* _Exercise description_: Here the answer must be the exact run of lines from the line holding "the house roof." to the end of the material below, and nothing else.
——————
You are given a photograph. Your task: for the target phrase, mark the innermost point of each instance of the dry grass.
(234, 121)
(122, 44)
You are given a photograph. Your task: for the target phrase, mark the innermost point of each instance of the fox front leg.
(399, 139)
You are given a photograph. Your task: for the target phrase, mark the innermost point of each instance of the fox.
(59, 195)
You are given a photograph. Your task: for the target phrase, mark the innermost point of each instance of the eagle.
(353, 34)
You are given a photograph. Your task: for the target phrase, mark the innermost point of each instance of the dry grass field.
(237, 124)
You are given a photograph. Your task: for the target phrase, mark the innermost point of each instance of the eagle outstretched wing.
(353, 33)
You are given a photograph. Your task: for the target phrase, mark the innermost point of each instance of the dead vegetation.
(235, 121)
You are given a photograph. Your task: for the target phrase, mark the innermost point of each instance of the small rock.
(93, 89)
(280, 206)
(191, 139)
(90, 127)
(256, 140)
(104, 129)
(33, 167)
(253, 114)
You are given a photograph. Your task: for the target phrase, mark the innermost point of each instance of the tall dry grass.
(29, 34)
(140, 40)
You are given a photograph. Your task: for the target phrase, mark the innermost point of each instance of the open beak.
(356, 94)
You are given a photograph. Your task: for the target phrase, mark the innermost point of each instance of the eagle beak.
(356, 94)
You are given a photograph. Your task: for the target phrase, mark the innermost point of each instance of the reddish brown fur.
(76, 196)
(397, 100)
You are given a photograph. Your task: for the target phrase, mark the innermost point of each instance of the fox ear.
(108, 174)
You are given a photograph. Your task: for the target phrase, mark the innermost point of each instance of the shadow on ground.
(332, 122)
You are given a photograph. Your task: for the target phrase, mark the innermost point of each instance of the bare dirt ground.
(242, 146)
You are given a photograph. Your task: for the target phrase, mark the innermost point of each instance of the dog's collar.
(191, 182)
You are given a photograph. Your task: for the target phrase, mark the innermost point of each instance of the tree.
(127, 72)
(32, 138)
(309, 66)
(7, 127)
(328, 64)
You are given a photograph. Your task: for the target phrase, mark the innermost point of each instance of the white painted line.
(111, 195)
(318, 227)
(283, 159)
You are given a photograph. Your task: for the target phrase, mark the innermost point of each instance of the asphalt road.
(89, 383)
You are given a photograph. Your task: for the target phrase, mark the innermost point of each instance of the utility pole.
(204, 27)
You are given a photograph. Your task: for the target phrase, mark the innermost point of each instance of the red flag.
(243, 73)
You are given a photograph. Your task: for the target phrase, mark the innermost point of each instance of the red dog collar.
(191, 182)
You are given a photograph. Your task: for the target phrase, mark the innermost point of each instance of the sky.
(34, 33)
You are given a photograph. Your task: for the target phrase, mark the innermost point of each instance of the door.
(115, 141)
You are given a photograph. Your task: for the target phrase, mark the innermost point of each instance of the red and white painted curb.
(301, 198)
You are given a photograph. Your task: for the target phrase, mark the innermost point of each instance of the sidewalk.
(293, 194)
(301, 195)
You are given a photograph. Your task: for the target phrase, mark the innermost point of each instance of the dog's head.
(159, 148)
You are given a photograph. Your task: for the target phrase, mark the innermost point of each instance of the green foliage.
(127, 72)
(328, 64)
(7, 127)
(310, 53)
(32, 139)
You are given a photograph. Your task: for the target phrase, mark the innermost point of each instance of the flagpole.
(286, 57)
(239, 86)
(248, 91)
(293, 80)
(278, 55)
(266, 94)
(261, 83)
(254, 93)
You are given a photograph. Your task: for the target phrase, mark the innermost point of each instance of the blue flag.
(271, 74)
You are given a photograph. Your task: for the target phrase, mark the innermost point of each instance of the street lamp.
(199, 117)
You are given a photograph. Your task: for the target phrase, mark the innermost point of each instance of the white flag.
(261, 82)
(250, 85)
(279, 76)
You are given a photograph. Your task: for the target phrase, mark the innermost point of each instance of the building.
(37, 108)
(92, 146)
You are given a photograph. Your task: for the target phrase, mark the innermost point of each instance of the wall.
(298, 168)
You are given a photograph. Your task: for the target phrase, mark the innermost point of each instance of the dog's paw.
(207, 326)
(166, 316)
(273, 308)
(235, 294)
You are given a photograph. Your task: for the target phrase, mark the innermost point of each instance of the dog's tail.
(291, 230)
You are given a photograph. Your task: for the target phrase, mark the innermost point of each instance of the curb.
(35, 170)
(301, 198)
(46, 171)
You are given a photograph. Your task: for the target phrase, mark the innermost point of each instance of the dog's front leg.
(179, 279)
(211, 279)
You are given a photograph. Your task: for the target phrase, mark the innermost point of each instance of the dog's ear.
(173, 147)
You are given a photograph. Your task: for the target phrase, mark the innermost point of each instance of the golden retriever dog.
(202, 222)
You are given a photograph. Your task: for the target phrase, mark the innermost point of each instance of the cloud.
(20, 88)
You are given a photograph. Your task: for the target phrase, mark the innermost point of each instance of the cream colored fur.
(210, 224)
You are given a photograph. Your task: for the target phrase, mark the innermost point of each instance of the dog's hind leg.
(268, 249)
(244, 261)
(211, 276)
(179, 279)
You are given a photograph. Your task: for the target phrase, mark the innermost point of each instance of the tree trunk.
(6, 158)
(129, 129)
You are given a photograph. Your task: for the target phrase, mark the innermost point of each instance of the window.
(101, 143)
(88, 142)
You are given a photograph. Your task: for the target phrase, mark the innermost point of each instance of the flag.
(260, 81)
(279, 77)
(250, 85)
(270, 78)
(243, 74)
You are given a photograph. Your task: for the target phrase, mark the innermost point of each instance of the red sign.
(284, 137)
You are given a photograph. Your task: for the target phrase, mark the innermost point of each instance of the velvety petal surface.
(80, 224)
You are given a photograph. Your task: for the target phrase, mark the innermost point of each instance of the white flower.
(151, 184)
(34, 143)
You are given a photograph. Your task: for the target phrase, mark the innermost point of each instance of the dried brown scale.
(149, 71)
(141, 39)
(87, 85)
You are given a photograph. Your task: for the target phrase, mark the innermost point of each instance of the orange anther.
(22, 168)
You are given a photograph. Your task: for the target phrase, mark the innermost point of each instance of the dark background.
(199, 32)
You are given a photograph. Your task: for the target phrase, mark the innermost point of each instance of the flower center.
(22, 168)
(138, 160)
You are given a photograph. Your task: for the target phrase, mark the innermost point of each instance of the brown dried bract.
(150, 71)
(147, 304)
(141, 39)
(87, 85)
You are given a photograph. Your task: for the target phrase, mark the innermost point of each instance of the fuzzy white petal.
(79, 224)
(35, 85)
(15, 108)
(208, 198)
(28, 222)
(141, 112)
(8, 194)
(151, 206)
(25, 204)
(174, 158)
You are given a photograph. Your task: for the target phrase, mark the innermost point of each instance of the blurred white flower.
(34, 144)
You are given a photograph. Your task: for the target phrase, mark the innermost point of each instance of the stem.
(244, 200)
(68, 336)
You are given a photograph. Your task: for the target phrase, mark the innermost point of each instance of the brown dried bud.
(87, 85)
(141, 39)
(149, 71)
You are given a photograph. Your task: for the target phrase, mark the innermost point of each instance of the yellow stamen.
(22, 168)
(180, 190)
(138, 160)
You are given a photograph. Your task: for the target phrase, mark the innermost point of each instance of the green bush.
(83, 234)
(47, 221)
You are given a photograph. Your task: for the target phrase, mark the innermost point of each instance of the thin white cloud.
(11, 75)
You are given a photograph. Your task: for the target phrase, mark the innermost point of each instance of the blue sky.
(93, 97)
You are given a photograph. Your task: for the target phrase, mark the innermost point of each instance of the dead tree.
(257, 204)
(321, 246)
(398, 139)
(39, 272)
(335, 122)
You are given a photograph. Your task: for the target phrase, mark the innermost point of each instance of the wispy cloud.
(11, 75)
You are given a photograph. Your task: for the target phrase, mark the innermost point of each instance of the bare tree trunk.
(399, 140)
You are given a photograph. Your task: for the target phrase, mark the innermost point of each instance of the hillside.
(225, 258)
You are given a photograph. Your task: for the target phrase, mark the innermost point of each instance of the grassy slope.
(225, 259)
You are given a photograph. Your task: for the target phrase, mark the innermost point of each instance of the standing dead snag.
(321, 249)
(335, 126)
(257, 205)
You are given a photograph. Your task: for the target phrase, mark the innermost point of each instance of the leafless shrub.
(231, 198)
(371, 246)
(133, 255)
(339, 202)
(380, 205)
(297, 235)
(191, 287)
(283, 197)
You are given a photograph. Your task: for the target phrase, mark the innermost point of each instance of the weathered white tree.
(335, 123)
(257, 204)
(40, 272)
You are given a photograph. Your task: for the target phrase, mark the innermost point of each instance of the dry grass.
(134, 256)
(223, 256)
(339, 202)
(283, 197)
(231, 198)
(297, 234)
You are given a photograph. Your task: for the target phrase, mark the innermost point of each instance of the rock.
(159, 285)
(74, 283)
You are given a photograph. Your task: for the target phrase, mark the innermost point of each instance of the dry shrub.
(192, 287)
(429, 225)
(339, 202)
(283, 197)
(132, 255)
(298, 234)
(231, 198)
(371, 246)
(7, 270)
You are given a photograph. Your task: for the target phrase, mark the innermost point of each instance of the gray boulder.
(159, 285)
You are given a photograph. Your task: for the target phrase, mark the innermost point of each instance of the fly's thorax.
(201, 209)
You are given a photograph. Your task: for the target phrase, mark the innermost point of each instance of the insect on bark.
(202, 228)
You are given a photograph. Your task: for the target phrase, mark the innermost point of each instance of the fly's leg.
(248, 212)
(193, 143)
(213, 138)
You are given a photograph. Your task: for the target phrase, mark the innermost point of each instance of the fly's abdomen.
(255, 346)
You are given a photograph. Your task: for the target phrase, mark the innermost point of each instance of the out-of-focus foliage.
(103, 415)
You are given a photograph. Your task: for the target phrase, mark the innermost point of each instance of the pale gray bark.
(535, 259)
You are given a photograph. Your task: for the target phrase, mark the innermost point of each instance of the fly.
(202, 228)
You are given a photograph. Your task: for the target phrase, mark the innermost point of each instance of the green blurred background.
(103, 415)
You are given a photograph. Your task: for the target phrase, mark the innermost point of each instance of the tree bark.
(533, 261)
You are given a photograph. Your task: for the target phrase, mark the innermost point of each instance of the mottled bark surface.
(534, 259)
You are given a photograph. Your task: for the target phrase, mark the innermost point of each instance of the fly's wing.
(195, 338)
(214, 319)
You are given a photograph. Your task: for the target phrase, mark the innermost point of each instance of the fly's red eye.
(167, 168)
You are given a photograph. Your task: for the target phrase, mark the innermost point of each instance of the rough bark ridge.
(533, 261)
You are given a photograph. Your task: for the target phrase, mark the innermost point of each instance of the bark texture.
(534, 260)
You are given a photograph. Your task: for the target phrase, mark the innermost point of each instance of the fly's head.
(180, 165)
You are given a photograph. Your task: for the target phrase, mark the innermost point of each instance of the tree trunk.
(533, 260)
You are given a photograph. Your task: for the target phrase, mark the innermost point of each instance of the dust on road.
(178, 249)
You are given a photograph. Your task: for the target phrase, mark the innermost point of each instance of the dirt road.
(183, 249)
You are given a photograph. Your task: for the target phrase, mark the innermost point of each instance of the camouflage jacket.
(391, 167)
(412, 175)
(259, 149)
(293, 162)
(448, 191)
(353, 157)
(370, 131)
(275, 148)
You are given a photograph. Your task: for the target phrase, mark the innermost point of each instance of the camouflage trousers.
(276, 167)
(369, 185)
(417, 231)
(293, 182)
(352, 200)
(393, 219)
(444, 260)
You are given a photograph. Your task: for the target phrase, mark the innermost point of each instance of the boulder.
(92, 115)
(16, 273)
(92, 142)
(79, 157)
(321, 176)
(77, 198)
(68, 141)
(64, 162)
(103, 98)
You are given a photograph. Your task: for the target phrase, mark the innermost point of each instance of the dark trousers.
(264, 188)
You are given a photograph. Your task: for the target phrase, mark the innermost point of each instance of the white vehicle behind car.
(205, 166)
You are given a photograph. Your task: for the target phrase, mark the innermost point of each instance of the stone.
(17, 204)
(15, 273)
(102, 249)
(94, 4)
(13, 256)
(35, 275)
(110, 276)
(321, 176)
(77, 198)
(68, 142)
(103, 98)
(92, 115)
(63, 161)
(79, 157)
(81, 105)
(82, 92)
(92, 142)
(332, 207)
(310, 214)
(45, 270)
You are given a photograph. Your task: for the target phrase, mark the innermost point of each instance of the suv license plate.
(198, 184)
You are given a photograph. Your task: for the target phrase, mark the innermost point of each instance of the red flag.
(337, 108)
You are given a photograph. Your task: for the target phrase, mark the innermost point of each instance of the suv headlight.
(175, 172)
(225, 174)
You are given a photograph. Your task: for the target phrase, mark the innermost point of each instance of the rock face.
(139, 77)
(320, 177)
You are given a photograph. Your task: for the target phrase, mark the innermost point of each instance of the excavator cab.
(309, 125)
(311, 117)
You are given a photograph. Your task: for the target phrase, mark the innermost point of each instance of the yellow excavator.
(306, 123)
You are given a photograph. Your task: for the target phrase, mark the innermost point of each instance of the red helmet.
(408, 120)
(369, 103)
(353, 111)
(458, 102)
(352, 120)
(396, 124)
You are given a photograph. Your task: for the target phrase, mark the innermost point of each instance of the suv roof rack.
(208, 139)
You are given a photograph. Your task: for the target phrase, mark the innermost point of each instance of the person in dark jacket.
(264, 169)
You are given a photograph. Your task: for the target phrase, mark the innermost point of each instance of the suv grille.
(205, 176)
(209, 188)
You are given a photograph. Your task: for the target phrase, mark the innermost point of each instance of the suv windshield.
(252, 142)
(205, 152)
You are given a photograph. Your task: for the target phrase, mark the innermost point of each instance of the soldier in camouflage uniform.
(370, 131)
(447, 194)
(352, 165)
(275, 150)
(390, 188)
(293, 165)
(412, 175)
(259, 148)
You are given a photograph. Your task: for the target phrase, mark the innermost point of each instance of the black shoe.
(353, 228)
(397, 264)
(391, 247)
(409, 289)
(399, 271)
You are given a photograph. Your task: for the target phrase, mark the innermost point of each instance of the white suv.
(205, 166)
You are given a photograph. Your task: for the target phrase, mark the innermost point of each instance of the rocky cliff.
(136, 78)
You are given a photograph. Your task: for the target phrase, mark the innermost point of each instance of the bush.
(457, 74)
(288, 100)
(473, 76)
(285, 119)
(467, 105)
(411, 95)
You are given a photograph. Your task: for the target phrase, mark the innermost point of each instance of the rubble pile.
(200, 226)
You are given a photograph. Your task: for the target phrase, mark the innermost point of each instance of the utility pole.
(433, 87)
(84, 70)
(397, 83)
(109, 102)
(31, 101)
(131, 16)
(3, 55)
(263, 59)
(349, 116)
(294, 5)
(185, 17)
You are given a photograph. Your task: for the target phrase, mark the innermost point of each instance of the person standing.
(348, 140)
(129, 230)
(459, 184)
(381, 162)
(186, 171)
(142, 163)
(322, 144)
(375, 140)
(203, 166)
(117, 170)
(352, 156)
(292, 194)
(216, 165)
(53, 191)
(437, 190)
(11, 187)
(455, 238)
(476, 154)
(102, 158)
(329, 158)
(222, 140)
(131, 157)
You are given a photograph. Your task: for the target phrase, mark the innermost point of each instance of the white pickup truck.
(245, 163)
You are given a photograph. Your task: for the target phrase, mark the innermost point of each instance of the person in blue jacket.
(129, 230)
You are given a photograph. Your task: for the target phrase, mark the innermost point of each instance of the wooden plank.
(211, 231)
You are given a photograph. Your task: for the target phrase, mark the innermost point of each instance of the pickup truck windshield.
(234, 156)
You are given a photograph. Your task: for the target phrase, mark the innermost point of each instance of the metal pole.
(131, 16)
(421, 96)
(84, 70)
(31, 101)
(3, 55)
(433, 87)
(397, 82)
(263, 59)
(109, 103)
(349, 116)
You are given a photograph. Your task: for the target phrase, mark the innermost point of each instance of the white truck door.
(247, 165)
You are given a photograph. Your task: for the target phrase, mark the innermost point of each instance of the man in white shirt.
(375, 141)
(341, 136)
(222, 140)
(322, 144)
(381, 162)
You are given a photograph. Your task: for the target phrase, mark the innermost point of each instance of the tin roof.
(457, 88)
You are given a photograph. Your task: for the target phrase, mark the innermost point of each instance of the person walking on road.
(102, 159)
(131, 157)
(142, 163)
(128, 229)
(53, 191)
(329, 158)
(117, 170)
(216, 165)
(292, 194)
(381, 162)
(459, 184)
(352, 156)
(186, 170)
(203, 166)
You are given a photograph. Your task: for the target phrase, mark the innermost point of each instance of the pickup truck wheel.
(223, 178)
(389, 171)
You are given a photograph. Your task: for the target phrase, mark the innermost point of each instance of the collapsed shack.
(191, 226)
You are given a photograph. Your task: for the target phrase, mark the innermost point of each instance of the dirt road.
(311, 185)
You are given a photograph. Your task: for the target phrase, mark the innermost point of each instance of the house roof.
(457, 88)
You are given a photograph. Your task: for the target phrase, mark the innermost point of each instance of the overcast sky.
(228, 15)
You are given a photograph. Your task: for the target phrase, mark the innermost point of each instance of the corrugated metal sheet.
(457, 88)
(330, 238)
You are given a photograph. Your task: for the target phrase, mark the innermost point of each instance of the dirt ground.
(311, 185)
——————
* _Expected output_:
You are given a photograph. Your task: for the target phrase, mark the innermost point of each instance of the house roof.
(457, 88)
You are given a photograph. Your task: for the target phrase, mark the innermost point of each instance of the overcast sky.
(228, 15)
You are given a photograph. Your task: for the target phrase, mark the innermost point of each instance of the corrugated metal sheet.
(457, 88)
(330, 238)
You are given a photograph. Your task: for the target phrase, mark the innermost point of each instance of the dirt ground.
(311, 185)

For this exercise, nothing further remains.